++++ Excerpted passage ++++

Use Synonyms

Last Monday, I summarized a book about communication. It’s a 1,200-word piece. The word “conversation” appears 21 times. That might not sound like much, but imagine talking to someone for five minutes, and in those five minutes, they use the word “conversation” 21 times. It’s a lot.

In that same piece, I used the word “discussion” four times. I also used the word “exchange,” but only once. So it’s not like I lacked creativity. I lacked discipline. Why? Because thinking of new words to express the same idea is hard, and if you rely on sheer will to do it, you will fail. That’s why opening a thesaurus — a dictionary for synonyms, if you will — is one of the biggest acts of service you can perform for your readers.

On a better Monday, I’d have kept a tab with a thesaurus open during my editing. I’d have used the word “conversation” less to begin with, and I’d have replaced it with beautiful terms like “dialogue,” “discourse,” or “debate” wherever it piled up a little too frequently.

This kind of creativity takes zero genius thought. It’s a matter of effort and effort alone. As long as you’re willing to spend 15 seconds browsing synonyms and picking one that’s appropriate — and to do so time and again — you’ll reap this precious activity’s rewards: Your writing will be three times more colorful, twice as nuanced, and you will look like a genius despite simply being dedicated.

The English language has 171,476 words. To get through everyday life, we rely on a mere 3,000 of them. It’s a myth that we only use 20% of our brain, but it seems we are using only 2% of our language. That’s a shame for our “conversations,” but in our writing, it’s an outright disgrace.

Open a thesaurus. Use synonyms.

Family, a Definition

It was a small candleholder inside a glass display offering all kinds of decorative products. One of those cylindric ones with text on them that you can read once you put a tealight inside. Here’s what it said: “Family — We may not have everything we want, but together, we are all we need.”

What a great definition! Who those people are and when you start using the word, that’s up to you. But in the end, as long as you feel whole together, all bases will be covered.

Life is about connections, not possessions — and the best way to decorate a room is to fill it with hugs and roaring laughter.

Ask for Your True Worth

Nothing over nonsense” was one of the first lessons that emerged from my theme, “Rise,” this year. It might be painful to watch an income stream trickle slowly towards zero while you’re figuring out what’s next, what’s better, but sometimes, that’s superior to frantically trying to save something not worth saving.

This week, I learned another: Ask for your true worth.

My writing course was the most expensive product I had ever sold. It started from around $200. I had no problem asking for that much, since it was filled with over 100 lessons, a solid 15 hours, of writing experience and lessons acquired over many years. That course sold hundreds of units in its lifetime and made around $70,000.

In hindsight, I should have priced it higher. It was worth a lot more still — but it was also the closest I ever came to asking for my true worth. Everything else I’ve done, from my books to the Four Minute Books membership to my writing on Medium, was far too cheap for its value.

One of my most-read articles on Medium, for example, made $11,873. That sounds like a lot for one essay, and it is. But that essay was viewed almost a million times, and more than 250,000 people actually read the nine-minute piece. That means everyone who read it paid, in essence, less than five cents for a truly glorious dose of inspiration. No one would ask me to sell it directly to people for that much. Even the idea feels insulting. And if I took as little as $1 for it, that’d still make it worth 20 times as much as I was actually paid.

++++

■ **What you will do**
• 1. Can you retype the short essays between "It was a small" and "will be covered.", inclusive?
• 2. Can you continue the short essays, picking up right after their final sentence?
The rows come from a separate source unrelated to the short essays.

++++ Record set ++++

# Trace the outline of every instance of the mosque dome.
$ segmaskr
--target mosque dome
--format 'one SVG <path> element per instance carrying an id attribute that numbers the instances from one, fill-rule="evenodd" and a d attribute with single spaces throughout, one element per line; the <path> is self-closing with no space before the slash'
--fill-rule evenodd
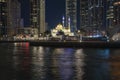
<path id="1" fill-rule="evenodd" d="M 62 24 L 58 24 L 57 27 L 56 27 L 57 30 L 62 30 L 63 29 L 63 26 Z"/>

++++

■ **Answers given**
• 1.
It was a small candleholder inside a glass display offering all kinds of decorative products. One of those cylindric ones with text on them that you can read once you put a tealight inside. Here’s what it said: “Family — We may not have everything we want, but together, we are all we need.”

What a great definition! Who those people are and when you start using the word, that’s up to you. But in the end, as long as you feel whole together, all bases will be covered.

• 2.
The irony, of course, is that if we pay less, we perceive less value. It’s much easier to talk down a $20 product than a $200 product. After all, it makes you look like a fool for spending that much on a mistake. Plus, the math messes with our heads.

With my writing course, the price also established important boundaries. People could easily identify whether they could afford it or not, and there was little haggling over the price. Everyone wants a deal on a $20 fruit basket, but no one asks for 5% off on a Gucci handbag. One feels like a smart play, the other is just embarrassing.

I’ve spent a long time trying to be the guy who gives away everything for next to nothing, and so far, that has never led to a sustainable source of income. I think I’m done trying. I’d rather have a lasting business than a good-samaritan reputation, because if giving away your last shirt leaves you without anything to give, then how much good will you ultimately really do?

People don’t appreciate cheap pricing on good value as much as they appreciate fair pricing on great value. Stop selling yourself short, and ask for your true worth.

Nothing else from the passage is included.